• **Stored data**
*** Block opens ***

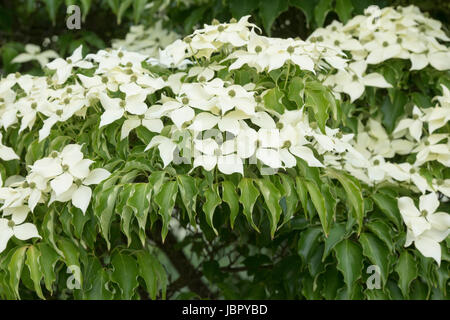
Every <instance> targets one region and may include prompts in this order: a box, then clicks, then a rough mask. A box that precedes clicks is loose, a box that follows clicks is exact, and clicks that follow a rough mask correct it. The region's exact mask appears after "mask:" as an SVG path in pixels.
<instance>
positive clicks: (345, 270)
mask: <svg viewBox="0 0 450 320" xmlns="http://www.w3.org/2000/svg"><path fill="white" fill-rule="evenodd" d="M334 252H335V254H336V259H337V262H338V264H337V268H338V270H339V271H340V272H341V273H342V275H343V276H344V281H345V283H346V285H347V291H348V292H350V291H352V288H353V286H354V285H355V282H356V280H358V279H359V278H361V275H362V269H363V256H362V250H361V247H360V246H359V245H358V244H356V243H355V242H353V241H351V240H348V239H346V240H343V241H341V242H339V243H338V244H337V245H336V246H335V247H334Z"/></svg>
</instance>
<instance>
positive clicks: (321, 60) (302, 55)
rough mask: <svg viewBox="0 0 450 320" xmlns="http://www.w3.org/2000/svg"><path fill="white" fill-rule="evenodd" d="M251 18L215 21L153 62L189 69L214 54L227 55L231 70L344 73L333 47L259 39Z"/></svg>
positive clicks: (315, 44) (177, 40)
mask: <svg viewBox="0 0 450 320" xmlns="http://www.w3.org/2000/svg"><path fill="white" fill-rule="evenodd" d="M249 18H250V16H244V17H242V18H241V19H240V20H239V21H236V20H235V19H232V20H231V21H230V23H222V24H220V23H219V22H218V21H213V24H212V25H205V27H204V28H203V29H198V30H196V31H194V33H193V34H192V35H190V36H187V37H186V38H184V39H183V40H177V41H175V42H173V43H172V44H170V45H169V46H167V47H166V48H165V49H164V50H161V51H160V52H159V57H158V58H155V59H151V62H152V63H154V64H160V65H162V66H165V67H170V68H174V67H177V68H185V67H186V65H187V64H189V63H191V60H188V59H195V60H196V61H198V60H200V59H209V58H210V57H211V56H212V54H214V53H217V52H220V51H222V50H223V51H224V52H226V53H227V57H226V58H225V59H224V61H227V60H234V62H233V63H232V64H231V66H230V67H229V68H228V69H229V70H234V69H239V68H240V67H242V66H243V65H248V66H250V67H253V68H255V69H256V70H257V71H258V72H262V71H271V70H275V69H278V68H280V67H282V66H283V65H285V64H286V63H292V64H294V65H297V66H299V67H300V68H301V69H302V70H309V71H313V72H314V71H316V70H321V69H323V68H329V67H330V66H332V67H334V68H337V69H342V68H343V67H345V66H346V60H345V59H344V53H343V52H342V51H341V50H340V49H339V48H337V47H336V46H333V45H326V44H320V43H311V42H307V41H303V40H300V39H291V38H289V39H281V38H271V37H265V36H261V35H258V34H257V33H256V32H255V30H259V28H258V27H257V26H256V25H254V24H252V23H250V22H248V19H249Z"/></svg>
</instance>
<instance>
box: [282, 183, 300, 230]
mask: <svg viewBox="0 0 450 320" xmlns="http://www.w3.org/2000/svg"><path fill="white" fill-rule="evenodd" d="M279 176H280V178H281V181H282V183H283V189H284V191H285V194H284V199H285V200H286V208H283V211H284V218H283V224H285V223H286V222H288V221H290V220H291V218H292V217H293V216H294V213H295V210H296V209H297V204H298V196H297V192H296V188H295V182H294V180H293V179H292V178H291V177H290V176H288V175H286V174H279Z"/></svg>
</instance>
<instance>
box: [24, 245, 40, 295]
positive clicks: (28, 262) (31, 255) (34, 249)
mask: <svg viewBox="0 0 450 320" xmlns="http://www.w3.org/2000/svg"><path fill="white" fill-rule="evenodd" d="M40 257H41V253H40V251H39V249H38V248H37V247H35V246H30V247H29V248H28V251H27V258H26V260H25V264H26V265H27V266H28V269H29V270H30V277H31V280H33V284H34V290H35V291H36V294H37V295H38V297H39V298H41V299H45V297H44V295H43V294H42V288H41V280H42V277H43V274H42V271H41V268H40V263H39V259H40Z"/></svg>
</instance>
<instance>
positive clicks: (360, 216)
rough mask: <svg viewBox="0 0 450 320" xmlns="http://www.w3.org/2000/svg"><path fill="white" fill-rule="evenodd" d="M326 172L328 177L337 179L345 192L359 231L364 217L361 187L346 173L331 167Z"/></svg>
mask: <svg viewBox="0 0 450 320" xmlns="http://www.w3.org/2000/svg"><path fill="white" fill-rule="evenodd" d="M327 171H328V174H329V176H330V177H332V178H335V179H337V180H339V182H340V183H341V185H342V186H343V187H344V190H345V192H346V194H347V197H348V200H349V202H350V204H351V206H352V207H353V212H354V213H355V217H356V219H357V221H358V225H359V229H358V233H359V232H361V228H362V224H363V219H364V201H363V197H362V192H361V188H360V187H359V186H358V184H357V183H355V181H354V180H353V179H350V178H349V177H348V176H347V175H345V174H344V173H341V172H337V171H336V170H333V169H328V170H327Z"/></svg>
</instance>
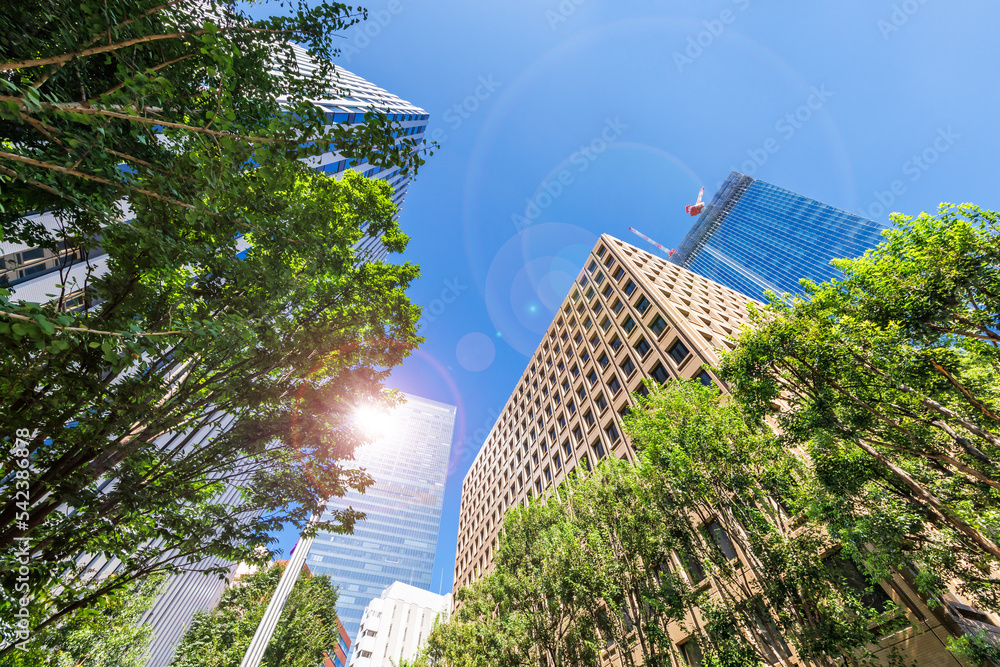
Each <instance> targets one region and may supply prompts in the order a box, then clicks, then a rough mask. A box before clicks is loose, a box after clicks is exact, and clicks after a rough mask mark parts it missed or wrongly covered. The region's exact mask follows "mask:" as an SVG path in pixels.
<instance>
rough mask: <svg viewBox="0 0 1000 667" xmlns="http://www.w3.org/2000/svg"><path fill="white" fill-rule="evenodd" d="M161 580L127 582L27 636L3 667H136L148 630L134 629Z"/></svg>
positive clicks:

*** Block closes ***

Each record above is to be returned unchanged, while any picture it holds stays out.

Every <instance> targets one region and may include prompts in this order: a box, then clicks, then a rough mask. A box that precedes clicks is loose, a box that follows clicks is exact, and clicks that follow a rough mask correct it. The region's exact mask appears after "mask:" as an SVG path in pixels.
<instance>
positive clicks: (345, 270)
mask: <svg viewBox="0 0 450 320" xmlns="http://www.w3.org/2000/svg"><path fill="white" fill-rule="evenodd" d="M334 252H335V254H336V259H337V262H338V264H337V268H338V270H339V271H340V272H341V273H342V275H343V276H344V281H345V283H346V285H347V291H348V292H350V291H352V288H353V286H354V285H355V282H356V280H358V279H359V278H361V275H362V269H363V256H362V250H361V247H360V246H359V245H358V244H356V243H355V242H353V241H351V240H348V239H346V240H343V241H341V242H339V243H338V244H337V245H336V246H335V247H334Z"/></svg>
</instance>
<instance>
positive clicks: (321, 60) (302, 55)
rough mask: <svg viewBox="0 0 450 320" xmlns="http://www.w3.org/2000/svg"><path fill="white" fill-rule="evenodd" d="M251 18L215 21L153 62L189 69L214 54L227 55L231 70L344 73L333 47L259 39Z"/></svg>
positive clicks: (315, 44) (177, 40)
mask: <svg viewBox="0 0 450 320" xmlns="http://www.w3.org/2000/svg"><path fill="white" fill-rule="evenodd" d="M249 18H250V16H244V17H242V18H241V19H240V20H239V21H236V20H235V19H232V20H231V21H230V23H222V24H220V23H219V22H218V21H213V24H212V25H205V27H204V28H203V29H198V30H196V31H194V33H193V34H192V35H190V36H187V37H186V38H184V39H183V40H177V41H175V42H173V43H172V44H170V45H169V46H167V47H166V48H165V49H164V50H161V51H160V52H159V57H158V58H155V59H151V62H152V63H154V64H160V65H162V66H165V67H170V68H174V67H177V68H185V67H186V65H187V64H189V63H191V60H188V59H195V60H196V61H198V60H200V59H209V58H210V57H211V56H212V54H214V53H217V52H220V51H222V50H223V51H224V52H226V53H227V57H226V58H225V59H224V61H227V60H234V62H233V63H232V64H231V66H230V67H229V68H228V69H229V70H234V69H239V68H240V67H242V66H243V65H248V66H250V67H253V68H255V69H256V70H257V71H258V72H262V71H271V70H275V69H278V68H280V67H282V66H283V65H285V64H286V63H292V64H294V65H297V66H299V67H300V68H301V69H302V70H309V71H313V72H314V71H316V70H321V69H323V68H329V67H330V66H332V67H334V68H337V69H342V68H343V67H345V66H346V60H345V59H344V53H343V52H342V51H341V50H340V49H339V48H337V47H336V46H333V45H326V44H320V43H311V42H307V41H303V40H300V39H291V38H289V39H281V38H271V37H265V36H261V35H258V34H257V33H256V32H255V30H259V28H258V27H257V26H256V25H254V24H252V23H250V22H248V19H249Z"/></svg>
</instance>
<instance>
box: [282, 183, 300, 230]
mask: <svg viewBox="0 0 450 320" xmlns="http://www.w3.org/2000/svg"><path fill="white" fill-rule="evenodd" d="M279 176H280V178H281V181H282V183H283V189H284V191H285V194H284V199H285V200H286V208H283V211H284V218H283V224H285V223H286V222H288V221H290V220H291V218H292V217H293V216H294V213H295V210H296V209H297V204H298V196H297V192H296V188H295V182H294V180H293V179H292V178H291V177H290V176H288V175H286V174H279Z"/></svg>
</instance>
<instance>
box: [24, 245, 40, 295]
positive clicks: (28, 262) (31, 255) (34, 249)
mask: <svg viewBox="0 0 450 320" xmlns="http://www.w3.org/2000/svg"><path fill="white" fill-rule="evenodd" d="M40 257H41V253H40V251H39V249H38V248H37V247H35V246H30V247H29V248H28V251H27V258H26V260H25V264H26V265H27V266H28V269H29V270H30V277H31V280H33V284H34V290H35V291H36V294H37V295H38V297H39V298H41V299H45V297H44V295H43V294H42V288H41V280H42V277H43V274H42V271H41V268H40V263H39V259H40Z"/></svg>
</instance>
<instance>
positive clicks: (360, 216)
rough mask: <svg viewBox="0 0 450 320" xmlns="http://www.w3.org/2000/svg"><path fill="white" fill-rule="evenodd" d="M326 172L328 177L337 179L345 192L359 231L364 217L361 187L346 173L331 167Z"/></svg>
mask: <svg viewBox="0 0 450 320" xmlns="http://www.w3.org/2000/svg"><path fill="white" fill-rule="evenodd" d="M327 171H328V174H329V176H330V177H332V178H335V179H337V180H339V182H340V183H341V185H342V186H343V187H344V190H345V192H346V194H347V197H348V200H349V202H350V204H351V206H352V207H353V212H354V213H355V217H356V219H357V221H358V225H359V229H358V233H359V232H361V228H362V224H363V219H364V201H363V197H362V192H361V188H360V187H359V186H358V184H357V183H355V181H354V180H353V179H350V178H349V177H348V176H347V175H345V174H344V173H341V172H337V171H336V170H333V169H328V170H327Z"/></svg>
</instance>
Each <instance> targets one region and may supply prompts in the order a box, then clicks, then a rough mask. A box before clicks is loose, a box after clicks is exact, and clicks after a rough mask mark parts it missed or wrongly covered. The region's exact mask follows "mask:" as an SVG path in pixels.
<instance>
rough mask: <svg viewBox="0 0 1000 667" xmlns="http://www.w3.org/2000/svg"><path fill="white" fill-rule="evenodd" d="M161 580L127 582L27 636L3 667H136L148 630L134 629Z"/></svg>
positive clicks:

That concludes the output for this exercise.